Stored records:

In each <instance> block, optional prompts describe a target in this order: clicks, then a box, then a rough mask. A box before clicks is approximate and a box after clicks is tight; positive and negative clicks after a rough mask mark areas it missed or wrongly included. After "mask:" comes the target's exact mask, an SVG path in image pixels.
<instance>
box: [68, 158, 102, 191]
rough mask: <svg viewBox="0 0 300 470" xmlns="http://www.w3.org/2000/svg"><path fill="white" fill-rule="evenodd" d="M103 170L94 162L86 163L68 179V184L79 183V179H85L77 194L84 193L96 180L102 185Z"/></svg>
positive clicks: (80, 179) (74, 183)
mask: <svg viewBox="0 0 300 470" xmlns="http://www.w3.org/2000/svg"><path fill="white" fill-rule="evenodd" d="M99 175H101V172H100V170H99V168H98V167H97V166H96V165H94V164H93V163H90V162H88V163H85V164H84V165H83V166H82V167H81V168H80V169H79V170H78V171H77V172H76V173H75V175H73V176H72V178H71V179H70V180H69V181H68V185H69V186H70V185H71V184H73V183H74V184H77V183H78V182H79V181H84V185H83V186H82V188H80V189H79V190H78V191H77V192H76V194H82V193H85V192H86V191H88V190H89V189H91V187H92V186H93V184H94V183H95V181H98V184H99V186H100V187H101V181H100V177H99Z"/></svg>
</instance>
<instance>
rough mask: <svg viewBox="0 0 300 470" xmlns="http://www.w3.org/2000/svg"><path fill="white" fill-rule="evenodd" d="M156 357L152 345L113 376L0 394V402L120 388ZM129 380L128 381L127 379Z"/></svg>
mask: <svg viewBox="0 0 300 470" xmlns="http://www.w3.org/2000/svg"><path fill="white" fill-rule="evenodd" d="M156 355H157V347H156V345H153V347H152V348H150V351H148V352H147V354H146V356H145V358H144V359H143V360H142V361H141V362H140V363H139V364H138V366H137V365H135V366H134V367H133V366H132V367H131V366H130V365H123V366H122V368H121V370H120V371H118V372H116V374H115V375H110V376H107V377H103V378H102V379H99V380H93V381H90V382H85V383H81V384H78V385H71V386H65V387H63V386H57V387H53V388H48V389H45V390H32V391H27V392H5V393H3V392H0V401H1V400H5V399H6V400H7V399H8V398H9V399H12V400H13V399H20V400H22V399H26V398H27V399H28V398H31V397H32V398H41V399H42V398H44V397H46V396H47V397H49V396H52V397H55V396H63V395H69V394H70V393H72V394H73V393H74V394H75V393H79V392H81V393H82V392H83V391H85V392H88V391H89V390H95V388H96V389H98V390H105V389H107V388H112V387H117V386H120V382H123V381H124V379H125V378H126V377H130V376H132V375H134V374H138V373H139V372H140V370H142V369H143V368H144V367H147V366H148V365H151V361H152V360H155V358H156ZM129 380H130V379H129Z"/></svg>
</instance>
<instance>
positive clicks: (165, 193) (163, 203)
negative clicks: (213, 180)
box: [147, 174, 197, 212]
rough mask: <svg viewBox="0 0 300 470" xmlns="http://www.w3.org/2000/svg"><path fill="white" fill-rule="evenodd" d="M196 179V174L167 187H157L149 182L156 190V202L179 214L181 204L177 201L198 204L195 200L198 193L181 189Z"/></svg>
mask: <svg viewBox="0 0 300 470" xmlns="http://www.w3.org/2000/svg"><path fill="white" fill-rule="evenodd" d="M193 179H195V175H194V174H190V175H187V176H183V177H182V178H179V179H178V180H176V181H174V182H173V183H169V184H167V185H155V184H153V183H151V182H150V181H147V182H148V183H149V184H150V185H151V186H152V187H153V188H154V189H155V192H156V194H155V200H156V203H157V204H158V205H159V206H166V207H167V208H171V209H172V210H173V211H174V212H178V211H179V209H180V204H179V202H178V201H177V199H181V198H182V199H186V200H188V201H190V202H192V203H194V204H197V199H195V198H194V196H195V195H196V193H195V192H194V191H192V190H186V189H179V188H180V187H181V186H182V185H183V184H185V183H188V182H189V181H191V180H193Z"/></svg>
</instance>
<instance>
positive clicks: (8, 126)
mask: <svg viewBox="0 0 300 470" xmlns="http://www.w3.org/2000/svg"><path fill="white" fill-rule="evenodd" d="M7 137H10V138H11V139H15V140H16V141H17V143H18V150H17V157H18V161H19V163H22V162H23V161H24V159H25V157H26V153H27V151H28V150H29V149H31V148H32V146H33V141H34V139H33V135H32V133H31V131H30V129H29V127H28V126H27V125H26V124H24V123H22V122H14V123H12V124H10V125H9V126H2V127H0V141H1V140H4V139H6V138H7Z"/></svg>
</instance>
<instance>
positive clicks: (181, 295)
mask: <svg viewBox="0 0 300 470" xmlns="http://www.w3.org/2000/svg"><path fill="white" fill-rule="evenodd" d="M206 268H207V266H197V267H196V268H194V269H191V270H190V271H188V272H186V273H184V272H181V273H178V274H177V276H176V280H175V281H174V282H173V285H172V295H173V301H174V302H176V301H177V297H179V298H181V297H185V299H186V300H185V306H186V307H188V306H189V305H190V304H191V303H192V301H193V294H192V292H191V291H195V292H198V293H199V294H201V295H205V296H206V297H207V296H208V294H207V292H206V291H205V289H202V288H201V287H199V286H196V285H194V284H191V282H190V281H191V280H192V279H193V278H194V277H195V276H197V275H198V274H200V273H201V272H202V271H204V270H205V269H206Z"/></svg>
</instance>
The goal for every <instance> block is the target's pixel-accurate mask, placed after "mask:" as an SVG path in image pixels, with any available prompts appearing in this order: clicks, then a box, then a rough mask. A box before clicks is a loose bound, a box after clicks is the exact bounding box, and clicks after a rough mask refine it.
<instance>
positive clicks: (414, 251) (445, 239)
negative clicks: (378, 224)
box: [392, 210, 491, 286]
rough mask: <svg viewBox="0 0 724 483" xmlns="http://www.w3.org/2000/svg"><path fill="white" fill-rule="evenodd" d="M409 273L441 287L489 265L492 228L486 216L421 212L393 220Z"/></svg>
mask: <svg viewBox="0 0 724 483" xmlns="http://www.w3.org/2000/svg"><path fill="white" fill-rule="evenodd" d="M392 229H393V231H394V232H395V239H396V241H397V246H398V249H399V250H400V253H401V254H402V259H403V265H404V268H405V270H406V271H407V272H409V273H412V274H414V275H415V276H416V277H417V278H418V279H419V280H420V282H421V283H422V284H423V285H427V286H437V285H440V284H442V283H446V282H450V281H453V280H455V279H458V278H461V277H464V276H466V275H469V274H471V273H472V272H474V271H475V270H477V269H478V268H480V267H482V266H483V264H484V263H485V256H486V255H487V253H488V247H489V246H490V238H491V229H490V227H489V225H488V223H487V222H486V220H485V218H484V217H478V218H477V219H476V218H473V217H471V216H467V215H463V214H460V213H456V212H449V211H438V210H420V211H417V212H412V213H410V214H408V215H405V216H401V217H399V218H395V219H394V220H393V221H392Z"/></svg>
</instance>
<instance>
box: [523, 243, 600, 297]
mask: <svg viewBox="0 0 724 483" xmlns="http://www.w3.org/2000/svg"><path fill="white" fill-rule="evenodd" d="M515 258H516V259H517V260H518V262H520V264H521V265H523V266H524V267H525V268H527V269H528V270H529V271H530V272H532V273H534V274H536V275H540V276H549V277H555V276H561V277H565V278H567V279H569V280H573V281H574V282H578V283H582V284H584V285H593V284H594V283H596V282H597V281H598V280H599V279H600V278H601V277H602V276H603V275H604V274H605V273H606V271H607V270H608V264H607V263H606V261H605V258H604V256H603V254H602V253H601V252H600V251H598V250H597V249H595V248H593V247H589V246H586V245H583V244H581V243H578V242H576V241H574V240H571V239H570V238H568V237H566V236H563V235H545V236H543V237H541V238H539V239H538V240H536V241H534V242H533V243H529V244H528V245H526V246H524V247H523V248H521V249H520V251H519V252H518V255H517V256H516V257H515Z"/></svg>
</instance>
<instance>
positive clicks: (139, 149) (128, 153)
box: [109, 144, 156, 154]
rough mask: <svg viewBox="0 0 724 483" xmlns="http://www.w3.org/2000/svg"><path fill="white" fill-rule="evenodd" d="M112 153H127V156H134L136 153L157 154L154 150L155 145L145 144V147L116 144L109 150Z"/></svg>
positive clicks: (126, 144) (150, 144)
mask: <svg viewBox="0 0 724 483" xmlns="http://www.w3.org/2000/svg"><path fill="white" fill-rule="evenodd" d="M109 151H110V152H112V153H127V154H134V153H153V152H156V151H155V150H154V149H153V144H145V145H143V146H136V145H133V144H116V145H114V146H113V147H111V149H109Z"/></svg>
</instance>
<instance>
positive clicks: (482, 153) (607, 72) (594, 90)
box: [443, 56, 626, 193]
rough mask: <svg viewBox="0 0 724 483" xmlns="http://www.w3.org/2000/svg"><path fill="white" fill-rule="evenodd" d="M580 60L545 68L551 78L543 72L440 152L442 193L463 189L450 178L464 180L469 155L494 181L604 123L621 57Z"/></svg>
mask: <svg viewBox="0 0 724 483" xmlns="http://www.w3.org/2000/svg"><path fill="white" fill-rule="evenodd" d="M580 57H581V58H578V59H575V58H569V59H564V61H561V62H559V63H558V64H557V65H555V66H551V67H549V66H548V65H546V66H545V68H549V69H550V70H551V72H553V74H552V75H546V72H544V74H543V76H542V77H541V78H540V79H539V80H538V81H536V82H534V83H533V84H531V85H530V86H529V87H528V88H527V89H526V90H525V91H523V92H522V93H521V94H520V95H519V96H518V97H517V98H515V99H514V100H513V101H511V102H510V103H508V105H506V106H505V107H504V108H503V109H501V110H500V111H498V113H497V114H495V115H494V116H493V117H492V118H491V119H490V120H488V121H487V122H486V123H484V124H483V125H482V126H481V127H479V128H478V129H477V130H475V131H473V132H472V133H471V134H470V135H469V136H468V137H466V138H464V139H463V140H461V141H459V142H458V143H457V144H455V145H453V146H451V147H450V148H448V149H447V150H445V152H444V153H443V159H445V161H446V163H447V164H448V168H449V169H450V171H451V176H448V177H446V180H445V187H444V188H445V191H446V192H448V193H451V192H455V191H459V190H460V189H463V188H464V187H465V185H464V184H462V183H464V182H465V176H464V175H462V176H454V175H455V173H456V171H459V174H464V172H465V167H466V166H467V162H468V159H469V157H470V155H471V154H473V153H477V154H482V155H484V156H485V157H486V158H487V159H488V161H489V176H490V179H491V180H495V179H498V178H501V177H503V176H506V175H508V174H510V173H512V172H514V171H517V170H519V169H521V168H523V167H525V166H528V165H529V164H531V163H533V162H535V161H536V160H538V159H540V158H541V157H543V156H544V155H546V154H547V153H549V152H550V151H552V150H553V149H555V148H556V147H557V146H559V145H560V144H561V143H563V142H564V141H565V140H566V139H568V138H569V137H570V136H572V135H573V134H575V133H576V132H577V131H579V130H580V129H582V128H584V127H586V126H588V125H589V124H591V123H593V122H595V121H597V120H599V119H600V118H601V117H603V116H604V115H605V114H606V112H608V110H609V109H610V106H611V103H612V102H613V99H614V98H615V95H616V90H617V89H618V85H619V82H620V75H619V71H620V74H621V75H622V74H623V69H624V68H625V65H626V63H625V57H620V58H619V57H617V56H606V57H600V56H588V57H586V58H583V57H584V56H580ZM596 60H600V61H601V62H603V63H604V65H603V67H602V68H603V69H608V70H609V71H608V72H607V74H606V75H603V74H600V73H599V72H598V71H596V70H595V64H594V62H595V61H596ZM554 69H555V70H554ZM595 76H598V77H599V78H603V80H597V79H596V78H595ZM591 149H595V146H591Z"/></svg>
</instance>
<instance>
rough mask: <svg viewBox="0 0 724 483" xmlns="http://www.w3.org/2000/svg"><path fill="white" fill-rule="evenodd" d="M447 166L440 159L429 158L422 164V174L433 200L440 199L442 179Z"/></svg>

__YOUR GOAL__.
Update the lines starting at the one containing "153H127V156H134L136 153L157 154L154" and ending at the one containing "box: [443, 56, 626, 193]" by changing "positive clicks" to "include points", keeping everything else the same.

__ANSWER SPACE__.
rough mask: <svg viewBox="0 0 724 483" xmlns="http://www.w3.org/2000/svg"><path fill="white" fill-rule="evenodd" d="M112 153H127V156H134L136 153L157 154L154 150L155 145L145 144V147L116 144L109 150Z"/></svg>
include points: (126, 144) (150, 144)
mask: <svg viewBox="0 0 724 483" xmlns="http://www.w3.org/2000/svg"><path fill="white" fill-rule="evenodd" d="M109 151H110V152H112V153H127V154H134V153H153V152H156V151H155V150H154V149H153V144H145V145H143V146H136V145H133V144H116V145H114V146H113V147H111V149H109Z"/></svg>
</instance>
<instance>
include points: (482, 153) (607, 72) (594, 90)
box: [443, 56, 626, 193]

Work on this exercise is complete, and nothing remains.